- YOUR TASK -
Turn the records below into a JSON list of strings, with each line as its own string and blank lines dropped. Include every line of the records.

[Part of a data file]
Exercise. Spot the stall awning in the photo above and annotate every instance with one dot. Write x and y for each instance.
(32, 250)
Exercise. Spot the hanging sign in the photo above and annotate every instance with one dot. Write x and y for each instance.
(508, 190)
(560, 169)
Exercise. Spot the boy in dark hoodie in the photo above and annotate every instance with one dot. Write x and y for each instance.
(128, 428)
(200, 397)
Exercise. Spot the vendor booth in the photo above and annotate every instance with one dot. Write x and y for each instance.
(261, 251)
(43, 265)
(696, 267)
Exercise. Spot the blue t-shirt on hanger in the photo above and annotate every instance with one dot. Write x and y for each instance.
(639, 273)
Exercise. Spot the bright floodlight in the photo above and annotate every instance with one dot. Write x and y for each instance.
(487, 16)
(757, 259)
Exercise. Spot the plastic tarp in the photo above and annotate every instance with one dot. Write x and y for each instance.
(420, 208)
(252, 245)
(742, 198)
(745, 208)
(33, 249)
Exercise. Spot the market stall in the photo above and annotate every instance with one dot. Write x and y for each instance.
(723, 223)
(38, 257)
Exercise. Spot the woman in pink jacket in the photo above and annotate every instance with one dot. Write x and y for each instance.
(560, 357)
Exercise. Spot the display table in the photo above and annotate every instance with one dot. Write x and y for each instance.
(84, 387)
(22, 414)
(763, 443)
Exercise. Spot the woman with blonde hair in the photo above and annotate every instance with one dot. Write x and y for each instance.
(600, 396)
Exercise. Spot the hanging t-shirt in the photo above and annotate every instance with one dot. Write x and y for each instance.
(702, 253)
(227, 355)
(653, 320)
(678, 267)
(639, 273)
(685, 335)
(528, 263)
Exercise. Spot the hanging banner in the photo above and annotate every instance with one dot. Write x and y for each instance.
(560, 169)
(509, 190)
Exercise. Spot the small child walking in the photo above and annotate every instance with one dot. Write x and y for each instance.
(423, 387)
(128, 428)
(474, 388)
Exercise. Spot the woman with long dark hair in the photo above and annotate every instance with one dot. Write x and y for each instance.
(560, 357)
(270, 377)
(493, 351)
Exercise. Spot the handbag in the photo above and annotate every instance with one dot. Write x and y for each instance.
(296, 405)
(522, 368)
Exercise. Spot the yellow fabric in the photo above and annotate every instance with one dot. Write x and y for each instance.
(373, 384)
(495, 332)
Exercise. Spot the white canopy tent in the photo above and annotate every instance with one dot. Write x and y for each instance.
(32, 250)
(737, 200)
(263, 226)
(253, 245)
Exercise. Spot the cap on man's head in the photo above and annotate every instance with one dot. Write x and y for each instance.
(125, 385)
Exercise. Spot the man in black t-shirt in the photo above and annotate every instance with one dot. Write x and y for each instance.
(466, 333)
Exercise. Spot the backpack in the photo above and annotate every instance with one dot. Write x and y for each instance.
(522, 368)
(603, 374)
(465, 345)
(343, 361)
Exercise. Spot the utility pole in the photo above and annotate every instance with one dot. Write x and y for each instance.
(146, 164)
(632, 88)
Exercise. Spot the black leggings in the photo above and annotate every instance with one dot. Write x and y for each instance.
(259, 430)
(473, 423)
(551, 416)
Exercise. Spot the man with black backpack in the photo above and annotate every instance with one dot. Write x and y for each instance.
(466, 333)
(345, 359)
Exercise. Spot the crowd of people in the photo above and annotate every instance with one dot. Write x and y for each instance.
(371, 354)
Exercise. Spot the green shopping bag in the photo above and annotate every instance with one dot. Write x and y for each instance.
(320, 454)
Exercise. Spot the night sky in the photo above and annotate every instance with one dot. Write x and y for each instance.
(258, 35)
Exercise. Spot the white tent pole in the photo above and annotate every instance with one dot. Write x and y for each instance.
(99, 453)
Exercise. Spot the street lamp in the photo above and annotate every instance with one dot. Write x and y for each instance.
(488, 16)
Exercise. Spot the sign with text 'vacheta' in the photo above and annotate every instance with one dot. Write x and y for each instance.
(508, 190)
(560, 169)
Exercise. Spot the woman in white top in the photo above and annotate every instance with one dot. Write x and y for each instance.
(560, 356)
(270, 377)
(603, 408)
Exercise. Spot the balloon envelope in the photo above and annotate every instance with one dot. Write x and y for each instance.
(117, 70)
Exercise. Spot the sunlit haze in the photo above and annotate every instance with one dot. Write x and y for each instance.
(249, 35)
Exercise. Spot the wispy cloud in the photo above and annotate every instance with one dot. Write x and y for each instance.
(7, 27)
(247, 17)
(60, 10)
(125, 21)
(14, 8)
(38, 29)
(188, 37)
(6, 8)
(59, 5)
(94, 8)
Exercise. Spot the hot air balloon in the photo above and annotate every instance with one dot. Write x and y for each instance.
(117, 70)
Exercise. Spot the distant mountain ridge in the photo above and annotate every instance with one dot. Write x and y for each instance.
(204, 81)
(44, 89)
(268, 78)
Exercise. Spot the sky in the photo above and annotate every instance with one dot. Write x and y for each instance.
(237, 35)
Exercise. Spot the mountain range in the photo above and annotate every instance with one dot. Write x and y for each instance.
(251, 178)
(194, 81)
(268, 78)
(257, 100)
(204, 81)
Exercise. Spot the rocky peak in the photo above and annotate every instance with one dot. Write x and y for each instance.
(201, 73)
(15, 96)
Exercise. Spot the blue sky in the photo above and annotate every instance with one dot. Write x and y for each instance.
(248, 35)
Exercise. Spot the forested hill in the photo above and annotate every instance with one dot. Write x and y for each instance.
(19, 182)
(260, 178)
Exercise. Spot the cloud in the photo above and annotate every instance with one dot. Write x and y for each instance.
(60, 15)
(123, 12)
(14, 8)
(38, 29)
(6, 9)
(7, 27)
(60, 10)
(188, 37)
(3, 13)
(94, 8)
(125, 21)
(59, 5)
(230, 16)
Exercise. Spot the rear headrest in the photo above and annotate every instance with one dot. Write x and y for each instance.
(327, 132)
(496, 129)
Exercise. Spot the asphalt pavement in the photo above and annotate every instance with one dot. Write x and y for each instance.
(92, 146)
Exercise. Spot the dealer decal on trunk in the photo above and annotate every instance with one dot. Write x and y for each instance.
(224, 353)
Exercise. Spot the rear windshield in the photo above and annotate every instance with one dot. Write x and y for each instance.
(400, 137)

- ANSWER FOR THE TASK -
[
  "Exercise. Spot the stall awning in the photo above and annotate every instance with one dot. Write x and y for each instance.",
  "(32, 250)",
  "Exercise. Spot the hanging sign in the photo above and annotate every instance with one dot. Write x and y for each instance.",
  "(508, 190)",
  "(560, 169)",
  "Exercise. Spot the boy in dark hoodie in the photo above and annotate every instance with one dot. Write x and y for each instance.",
  "(128, 428)",
  "(200, 397)",
  "Exercise. Spot the vendor booth in the photo above and annotate every instance with one dot. Write x and y for each instance.",
  "(261, 251)",
  "(43, 265)",
  "(696, 267)",
  "Exercise. Spot the blue t-shirt on hanger in the photo above and annotate every instance with one dot. Write x and y for each instance.",
  "(639, 273)",
  "Exercise. Spot the bright floodlight in the photo above and annotate every instance with one dot. Write x and y for each instance.",
  "(487, 16)",
  "(757, 259)",
  "Exercise. Spot the plastic tarp in the photo above and annotate every instance with one dot. Write x and y for each instance.",
  "(420, 208)",
  "(252, 245)",
  "(742, 198)",
  "(745, 208)",
  "(33, 249)",
  "Exercise. Spot the market stall in the photo above and annotate every instance with one dot. Write x and y for each instance.",
  "(723, 223)",
  "(38, 257)",
  "Exercise. Spot the woman in pink jacket in the photo above and annotate every instance with one dot. Write x and y for each instance.",
  "(560, 357)",
  "Exercise. Spot the display table in the photo above and annotate every instance with one dot. Write x and y for each instance.",
  "(84, 387)",
  "(22, 414)",
  "(763, 443)",
  "Exercise. Spot the woman with blonde hair in the photo above and annotate every instance with one dot. Write x and y for each instance.",
  "(600, 396)",
  "Exercise. Spot the hanging t-shirt in the photo above and annotate every instance with one dot. Write x and y for each instance.",
  "(702, 253)",
  "(227, 355)",
  "(653, 320)",
  "(678, 267)",
  "(639, 273)",
  "(685, 335)",
  "(528, 263)",
  "Exercise. Spot the hanging banner in the photo above and annotate every instance with one dot. Write x and y for each instance.",
  "(560, 169)",
  "(509, 190)",
  "Exercise. Spot the small child walking in the photo above and annotate every instance with one dot. Write x and y for each instance.",
  "(423, 387)",
  "(128, 428)",
  "(474, 388)",
  "Exercise. Spot the woman with long dark hair in the photo above and annotate every instance with one dot. Write x and y for each instance.",
  "(560, 357)",
  "(270, 377)",
  "(493, 351)",
  "Exercise. Spot the handbag in the photo above and annotate every instance with one dot. Write x and y for each instance.",
  "(296, 405)",
  "(522, 368)",
  "Exercise. Spot the yellow fabric in the photo above and annotate every instance with one dot. Write x and y for each instance.",
  "(373, 384)",
  "(495, 332)",
  "Exercise. Spot the white canopy tent in the photo above and annotate every instance with one dot. Write x and y for each instance.",
  "(32, 250)",
  "(737, 200)",
  "(263, 226)",
  "(253, 245)",
  "Exercise. Spot the cap on man's head in the photo above and annotate every instance with one dot. Write x and y for each instance.",
  "(125, 385)",
  "Exercise. Spot the man in black t-shirt in the photo above and annotate every instance with one dot. Write x and y for each instance.",
  "(466, 333)",
  "Exercise. Spot the backpack in the photo above and annotate every instance with one dot. Write x and y for each instance.",
  "(522, 368)",
  "(603, 374)",
  "(465, 345)",
  "(343, 361)",
  "Exercise. Spot the utility pole in the photo above and annotate every instance with one dot. Write x and y for each instance.",
  "(146, 164)",
  "(632, 88)",
  "Exercise. Spot the black leggings in the photo above and annotate every instance with one dot. Write x and y for each instance.",
  "(259, 430)",
  "(473, 423)",
  "(551, 416)",
  "Exercise. Spot the man with black backpack in the photo above and annotate every instance with one dot. Write x and y for each instance.",
  "(466, 333)",
  "(345, 359)",
  "Exercise. Spot the crowd of people in the photo above and annotate every instance with one dot. Write x and y for each instance.",
  "(371, 354)",
  "Exercise. Spot the green shopping bag in the photo above and annotate every instance with one dot. Write x and y for each instance.",
  "(320, 454)",
  "Exercise. Spot the night sky in the photo above and annotate every instance with one dot. Write x and y for each instance.",
  "(258, 35)",
  "Exercise. Spot the white tent pole in the photo above and annotate every instance with one dot. Write x and y for each instance.",
  "(99, 453)",
  "Exercise. Spot the street lamp in the photo above and annotate every instance with one dot. Write x and y for each instance.",
  "(488, 16)",
  "Exercise. Spot the sign with text 'vacheta' in the photo above and annotate every instance with one dot. Write x and y for each instance.",
  "(508, 190)",
  "(560, 169)",
  "Exercise. Spot the woman in white top in the photo above and annotate every instance with one dot. Write x and y for each instance.",
  "(560, 356)",
  "(270, 377)",
  "(603, 408)",
  "Exercise. Spot the balloon envelope in the photo above and annotate every instance with one dot. Write x and y for each instance.",
  "(117, 70)",
  "Exercise. Spot the sunlit haze in the photo above and annotate every instance with one dot. Write x and y for each instance.",
  "(249, 35)",
  "Exercise. Spot the wispy cloud in the photo above and annotate every instance with one dot. Write x and y for each instance.",
  "(7, 27)",
  "(247, 17)",
  "(60, 10)",
  "(125, 21)",
  "(14, 8)",
  "(38, 29)",
  "(188, 37)",
  "(6, 8)",
  "(59, 5)",
  "(94, 8)",
  "Exercise. Spot the hot air balloon in the photo above and annotate every instance with one dot. Write x and y for each instance.",
  "(117, 70)",
  "Exercise. Spot the distant mountain ridge in the photo above and annotate every instance with one dot. Write x and y for each instance.",
  "(204, 81)",
  "(44, 89)",
  "(268, 78)",
  "Exercise. Spot the sky in the photo above and annotate every instance with one dot. Write x and y for each instance.",
  "(237, 35)",
  "Exercise. Spot the mountain range in the photo above and annotate every instance with one dot. Write x and y for each instance.",
  "(251, 178)",
  "(194, 81)",
  "(268, 78)",
  "(257, 100)",
  "(204, 81)",
  "Exercise. Spot the rocky peak in the photo above and annotate every instance with one dot. Write x and y for each instance.",
  "(201, 73)",
  "(15, 96)",
  "Exercise. Spot the blue sky in the photo above and annotate every instance with one dot. Write x and y for each instance.",
  "(248, 35)",
  "Exercise. Spot the forested hill in the photo above and annotate every instance with one dot. Write x and y for each instance.",
  "(19, 182)",
  "(260, 178)",
  "Exercise. Spot the cloud in the photo above and annotate every instance with one dot. Write x and y for each instance.",
  "(60, 15)",
  "(123, 12)",
  "(14, 8)",
  "(38, 29)",
  "(6, 9)",
  "(7, 27)",
  "(60, 10)",
  "(188, 37)",
  "(3, 13)",
  "(94, 8)",
  "(125, 21)",
  "(59, 5)",
  "(230, 16)",
  "Exercise. Spot the rear headrest in the photo above and annotate every instance with one dot. Write x and y for each instance.",
  "(327, 132)",
  "(496, 129)",
  "Exercise. Spot the asphalt pavement in the photo above and annotate every instance with one dot. Write x and y for each instance.",
  "(92, 146)",
  "Exercise. Spot the dealer decal on trunk in the photo above and annotate every instance with one dot. Write x and y for each instance.",
  "(224, 353)",
  "Exercise. Spot the rear windshield in the photo above and annotate every instance with one dot. Write x and y for each instance.",
  "(400, 137)"
]